Differing Concepts of History
The Western concept of history is linear, beginning thousands of
years ago and progressing at a steady rate to the present. For
Muslims, all human activity prior to the birth of Islam is
irrelevant (jahiliyah), and the only measure of Islamic
history consists of the dynastic succession of caliphs. These are
seen as episodes or never-ending cycles. There is nothing in the
eventful history of the Muslims that does not have some antecedent;
everything is necessarily a repetition of the past. Islamic history
revolves like a merry-go-round, and society is reaching out for the
brass-ring. That brass-ring is the time of the “best community that
ever existed among men”—the period of
Muhammad and the four righteous caliphs (622 to 661 AD). So the
ideal world that Muslims are striving to realize actually lies in
the past. Thus “history” is not something that can be interpreted or
serve as a source of learning; it is only a measure of how near to,
or far from, the brass-ring society is at any point of time. So it
is not history—a linear progression of
time and events—that marks progress, but
rather the degree to which people obey the Divine Law. Only when all
activity of the society is governed by Shariah Law will the
ever-fleeting historical time turn into an eternal, sacred time.
Law and Society
Divine Law is not an Islamic invention. The Jews operated under
this concept for 2,500 years before Islam was established. But at
the beginning of what is called the Common Era, the Jews were
scattered in the Roman Empire—Diaspora.
Because they lived as minorities wherever they settled, the Jews
could not obey their religious laws exclusively, so they developed
the concept of dina demalkhuta dina, ”the law of the land is
the law.” Their religious laws applied to personal and temple
activities, but they abided by civil law in all other matters. By
contrast, Islam spread from Medina under the force of arms, so the
corresponding Muslim concept is din va-daula, the unity of
religion and rule. If territories of dar al-islam fell under
the control of infidels, Muslims were expected to leave. In modern
times, it wasn’t until the Ottoman defeat by the Russians in 1774
that Muslims ever ceded inhabited areas to infidels.

WHAT YOU ARE ASKED TO DO: Continue the piece on Islamic views of history and law, starting right after its final sentence about the 1774 Ottoman defeat.

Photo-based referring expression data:
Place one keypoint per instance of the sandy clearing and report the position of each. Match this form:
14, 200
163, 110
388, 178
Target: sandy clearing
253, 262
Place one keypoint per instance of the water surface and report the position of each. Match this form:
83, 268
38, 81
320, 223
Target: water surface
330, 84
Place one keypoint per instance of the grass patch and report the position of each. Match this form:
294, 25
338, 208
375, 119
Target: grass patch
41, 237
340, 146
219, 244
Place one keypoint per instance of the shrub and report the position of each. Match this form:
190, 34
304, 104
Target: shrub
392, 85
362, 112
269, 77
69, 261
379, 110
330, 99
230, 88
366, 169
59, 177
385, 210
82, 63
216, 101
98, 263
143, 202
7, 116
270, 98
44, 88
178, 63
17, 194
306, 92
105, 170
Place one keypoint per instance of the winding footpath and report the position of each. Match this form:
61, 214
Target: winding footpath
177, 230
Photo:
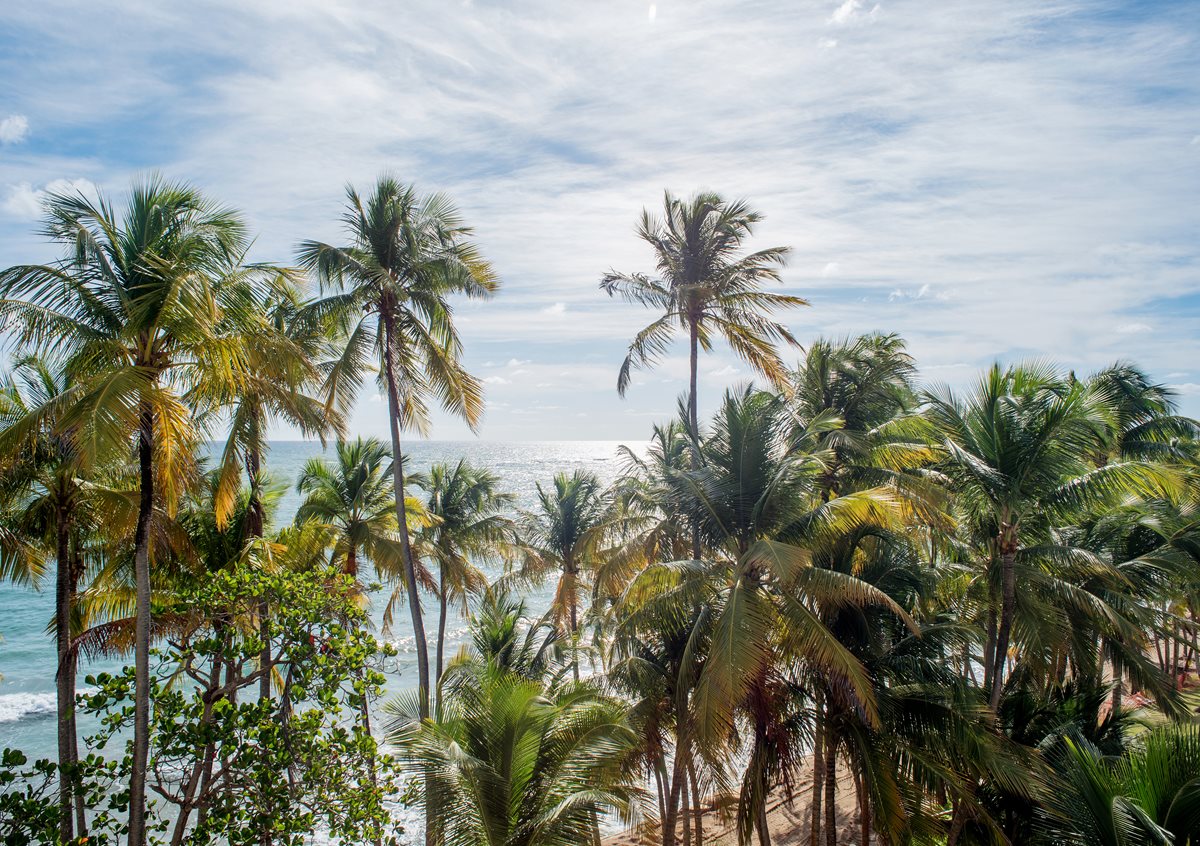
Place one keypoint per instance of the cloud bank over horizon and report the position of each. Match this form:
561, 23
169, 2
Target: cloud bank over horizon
991, 180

EXPECTED ANSWER:
Today, with increased migration of Muslims into non-Muslim
countries, the areas outside of dar al-islam are no longer
seen as alien or hostile areas, but rather are seen as opportunities
to propagate the faith, dar al-dawa. However, faced with the
increasingly obvious conflict between the 7th-century Shariah Law
and the 21st-century concepts of human rights and civil law, Muslims
are struggling with ways to partition their legal systems between
two kinds of sovereignty: the eternal sovereignty of Allah and the
time-bound sovereignty of a representative organ of the people.
The author concludes,
“The experience of Muslim minorities in non-Muslim, predominately Western surroundings might instigate a transformation of Islamic knowledge and understanding more easily than in Muslim lands, where beyond religion proper the fabric of material life is evidently more impregnated with the sacred, decelerating social time. The Arab Human Development Report presents a rather bleak diagnosis of the state of the Arab world... The tide is turning toward a post-postcolonial interpretation that transcends the binary juxtaposition of modernity and modernity in reverse (the Muslim ideal). Such a comprehension of the world preserves the universal advantages of secularization, enlightenment, and modernity... Indeed, modernity is a continuously ongoing universal process of transformation, conversion, and change—and all humankind has its role in this endeavor. A different way above and beyond the requirements of modernity is still not visible.”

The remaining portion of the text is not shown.